### TEXT ZUM LESEN

==========

# Knicklichter kannste knicken!



## Bondex (4. Januar 2002)

An alle Bastelverrückten
Ich habe bereits alle meine Brandungsruten mit Leuchtdioden versehen und die Aalpeitschen auch. Das ist gaaaaanz einfach, billig und das kann jeder. Warum? Ganz einfach die roten Dioden sind 1000mal besser zu sehen als die Knicklichter. Man sieht den Biß auf 200 Meter Entfernung. Dann hat man nie mehr Dunkelmänner oder kaputte Lichter und der Müll entfällt auch. Habe mich schon oft über die weggeworfenen Verpackungen und Hülsen geärgert, die wahllos am Strand herumlagen! Außerdem halten die Akkus bei DAUERBETRIEB über 2!!! Wochen und die Geschichte ist superbillig!!!Und so wird´s gemacht:
-------------------------
Material:
ca 3,5 Meter doppelten Klingeldraht (sehr dünn wählen)
1 rote Leuchtdiode
Kabelbinder (solche, die man wieder lösen kann)
dünnen und dickeren transparenten Schrumpfschlauch
Lötzinn und Kolben
Batteriehalter (mit Druckknopfaufsatz und den dazugehörigen Schuh) 2 Mignonzellen liegen nebeneinander (schwarz)
Thesaband, Kreppband, Seitenschneider, Heißluftpistole, 3. Hand (praktisch aber nicht zwingend notwendig: Gerät zum Festhalten der Bestandteile beim Löten)
gibt´s alles bei Conrad ElectronicBauanleitung:
Die Leuchtdiode wird nachdem dünne Schrumpfschlauchstückchen (ca 2 cm) auf beide Enden des Drahtes geschoben wurde (diehnt zur Isolierung) angelötet. Nun die Schläuche drüberschieben und festschrumpfen dann ein Stück des Dicken Schlauches (5cm) über die Diode stecken und alles zusammenschrupfen. Darauf achten, daß alles (Wasser)dicht ist! Dann wird die Diode (umgelegt) mit Thesafilm an der Rutenspitze (Rückseite also entgegengesetzt der Beringung) befestigt, sie zeigt also Richtung Rollenhalter, damit man sie besser sehen kann (Dioden leuchten nur in eine Richtung allerdings reflektiert auch der transparente Schlauch das Licht und man kann ruhig eine Luftblase im Schlauch lassen, die macht die Angelegenheit nur heller). In Abständen von 15 cm jeweils mit Tesa am Blank festlegen bis zur Steckverbindung der Rute. Dann eine 20 cm Schlaufe lassen, damit man die Rute noch auseinander nehmen kann. Die Schlaufe wird beim Fischen mit dem Kabelbinder an den Blank gelegt. Dann das Kabel weiter festlegen bis zur nächsten Steckverbindung und 20-30 cm dazugeben, die benötigt werden um den Weg zum Akku zurückzulegen. Nun werden die Kabelenden abisoliert und wieder mit besagten 3 Schlauchstücken versehen. Der Drucknopfaufsatz hat auch 2 kurze Kabelenden, die nun angelötet werden können (auf die richtige Polung achten, rot an rot, schwarz an schwarz! Vorraussetzung ist man hat die Diode richtig gepolt angelötet, aber das kann man ja schon vorher testen wenn man die Enden an den Batteriehalter hält). Nun werden die Schläuche auf die Lötstellen geschoben und angeschrumpft, anschließend der dicke Schlauch zur Fixierung – das hält bombenfest!!! Zum angeln wird der Akkuhalter am oberen Ende des Griffstücks mit Kreppband (Benutzen Maler zum Abkleben, gibt´s im Baumarkt für 2 Euro) festgeklebt, dreimal herumwickeln genügt. Gut es sieht nicht besonders hübsch aus, aber wenn man will kann man alles einfach wieder entfernen, wenn´s einem doch nicht so gut gefällt. Auf jeden fall bleibt man beim Wurf nie wieder mit der Schnur am Knicklichthalter hängen. Mich stört das Kabel nicht und ich fische schon 3 Jahre auf diese Art und Weise.So und jetzt geh mal an den Strand, Du wirst Augen machen wie geil das ist.Preis für eine Diodenmontage incl. Akku ca 3-5 Euro.Ich wünsche Euch allen ein Gutes Gelingen beim Selbermachen und Dickdorsche unter (leucht-)Strohm.Euer Björni
,)

==========

### DATENAUSZÜGE
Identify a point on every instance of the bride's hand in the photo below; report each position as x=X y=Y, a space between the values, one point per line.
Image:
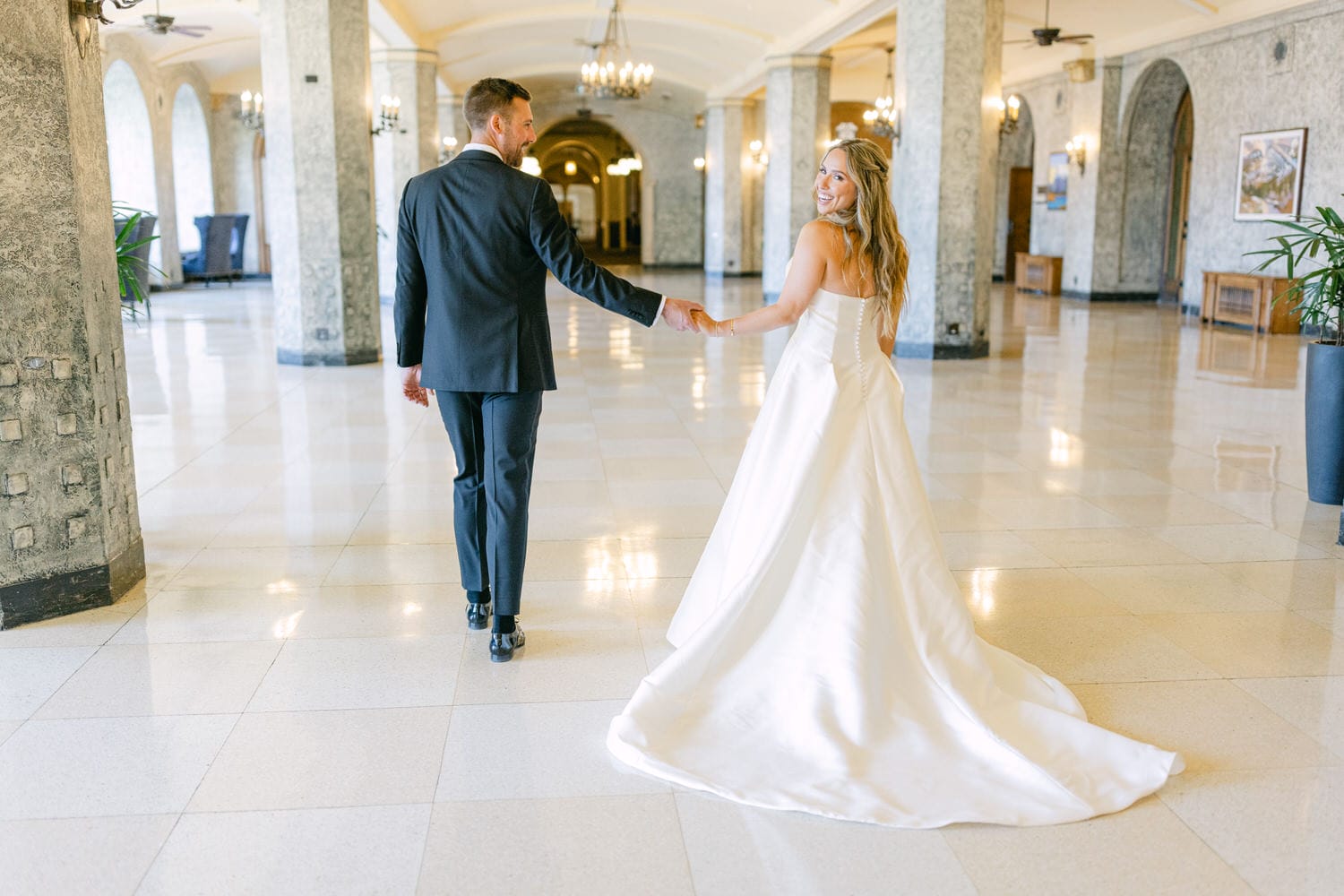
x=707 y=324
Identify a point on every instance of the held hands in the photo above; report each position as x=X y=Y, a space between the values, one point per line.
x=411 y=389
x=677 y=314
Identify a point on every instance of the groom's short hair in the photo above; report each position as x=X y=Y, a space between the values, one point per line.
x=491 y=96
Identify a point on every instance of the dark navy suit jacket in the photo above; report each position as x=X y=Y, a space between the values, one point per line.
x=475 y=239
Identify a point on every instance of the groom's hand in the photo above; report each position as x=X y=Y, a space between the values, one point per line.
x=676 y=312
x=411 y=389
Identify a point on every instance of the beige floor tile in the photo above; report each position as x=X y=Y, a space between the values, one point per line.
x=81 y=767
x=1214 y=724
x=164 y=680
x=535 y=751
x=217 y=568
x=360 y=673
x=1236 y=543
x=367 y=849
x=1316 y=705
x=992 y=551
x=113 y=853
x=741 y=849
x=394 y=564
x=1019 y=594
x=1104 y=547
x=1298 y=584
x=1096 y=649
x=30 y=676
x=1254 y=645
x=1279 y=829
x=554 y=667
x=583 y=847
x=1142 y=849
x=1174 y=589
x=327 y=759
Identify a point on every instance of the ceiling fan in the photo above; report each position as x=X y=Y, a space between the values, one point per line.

==========

### ERFORDERLICHE SCHRITTE
1 – Sammle aus den Einträgen jede Zeile, in der die Zeichenfolge „tile“ vorkommt, und gib diese Zeilen unverändert wieder.
2 – Führe den Forumsbeitrag über Leuchtdioden an Angelruten nach seinem letzten Satz fort.

### ANTWORTEN JE AUFGABE
1 –
Identify a point on every instance of the beige floor tile in the photo above; report each position as x=X y=Y, a space between the values, one point per line.

2 –
----------



## Meeresangler_Schwerin (4. Januar 2002)

Moin Bondex!
Da hast Du uns ja eine wirklich gute Bauanleitung geschrieben. Ich werde aber trotzdem bei den Knicklichtern bleiben. Ich habe die auch mit Schrumpfschlauch an der Rutenspitze fest gemacht und bin sehr zufrieden damit. Auch ich hatte hier schon mal ne Bauanleitung mußt mal suchen!
Mit den roten Leuchten habe ich vor Jahren auch schon mal herumexperimentiert aber die Batterien waren mir immer zu schnell alle und billig sind die ja auch nicht. Gerade im Herbst oder jetzt im Winter bei Kälte sind die Batterien alles andere als langlebig. Nix für ungut aber Dein Tipp ist echt klasse.

-------------------------------------------------------

           www.Meeresangler-Schwerin.de


----------



## Bondex (4. Januar 2002)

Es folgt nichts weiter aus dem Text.